● **Exercise input**:
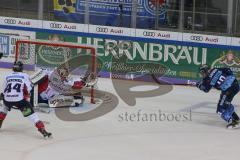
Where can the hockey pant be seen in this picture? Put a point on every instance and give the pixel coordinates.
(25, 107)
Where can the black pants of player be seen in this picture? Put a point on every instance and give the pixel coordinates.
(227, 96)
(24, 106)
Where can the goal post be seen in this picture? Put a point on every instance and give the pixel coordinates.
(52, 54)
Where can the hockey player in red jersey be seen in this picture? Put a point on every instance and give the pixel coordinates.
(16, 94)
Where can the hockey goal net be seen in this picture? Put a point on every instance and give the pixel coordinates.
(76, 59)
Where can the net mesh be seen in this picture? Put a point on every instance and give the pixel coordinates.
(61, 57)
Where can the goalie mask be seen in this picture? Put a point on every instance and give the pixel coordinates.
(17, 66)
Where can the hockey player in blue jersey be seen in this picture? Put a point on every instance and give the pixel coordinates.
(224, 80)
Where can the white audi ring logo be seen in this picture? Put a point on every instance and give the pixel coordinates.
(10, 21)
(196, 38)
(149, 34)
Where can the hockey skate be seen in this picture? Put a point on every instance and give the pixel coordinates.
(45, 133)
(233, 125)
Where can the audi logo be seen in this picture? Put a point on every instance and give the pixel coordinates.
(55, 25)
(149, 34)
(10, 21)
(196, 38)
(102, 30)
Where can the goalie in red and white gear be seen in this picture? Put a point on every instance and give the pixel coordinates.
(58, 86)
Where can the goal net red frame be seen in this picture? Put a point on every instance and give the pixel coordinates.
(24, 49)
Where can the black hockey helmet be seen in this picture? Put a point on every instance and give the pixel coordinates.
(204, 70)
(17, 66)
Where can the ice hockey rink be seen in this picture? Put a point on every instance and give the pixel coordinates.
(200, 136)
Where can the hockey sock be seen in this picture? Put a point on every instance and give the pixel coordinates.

● **Task**: Write out every one of the entries above word for word, leaving out the pictures.

● **Answer below**:
Where can the hockey pant be seen in this picture? Put a point on every instance and give the pixel coordinates.
(25, 107)
Where can the black pants of player be seen in this picture? Put a point on every instance and give the pixel coordinates.
(227, 96)
(24, 106)
Where can the goal post be seen in this picture? Put a point on every instance and give the pixel coordinates.
(52, 54)
Where can the hockey player in red jersey be seen in this picture? Put a point on every instance and give the pixel coordinates.
(16, 94)
Where can the hockey goal net be seen in this picture? Put a point on every instance and give the pixel coordinates.
(76, 59)
Where can the net mesh be seen in this picture? Put a point on every instance and give the pixel coordinates.
(61, 57)
Where can the goalie mask be seen in this picture? Put a point on every instance and give the pixel coordinates.
(17, 66)
Where can the hockey player in blue jersey be seen in this picture? Put a point on every instance and give the pixel coordinates.
(224, 80)
Where can the white audi ring logo be seen in this picture? Put a point on every instance and give the pixel coordinates.
(10, 21)
(196, 38)
(149, 34)
Where can the hockey skate be seen in this picture? Put a point on every instance and give the pixel coordinates.
(45, 133)
(233, 125)
Where can the audi logo be seen in this picture? Put a point on every instance and give the pixel coordinates.
(55, 25)
(149, 34)
(10, 21)
(196, 38)
(102, 30)
Where can the goalie in red and white gear be seen in this picture? Put a point on every instance and give the pixel coordinates.
(58, 86)
Where can the goal net red frame be seen in this picture? Put a point on every instance and give the pixel coordinates.
(24, 49)
Where can the black hockey helmet be seen in this picture? Put a point on every instance and give the pixel coordinates.
(204, 70)
(17, 66)
Where can the ice hockey rink be seen in this picture? Put a point on every instance and give the pixel coordinates.
(200, 136)
Where can the hockey sock be seen in this picture? Put a point on every instance and give the pixel coordinates.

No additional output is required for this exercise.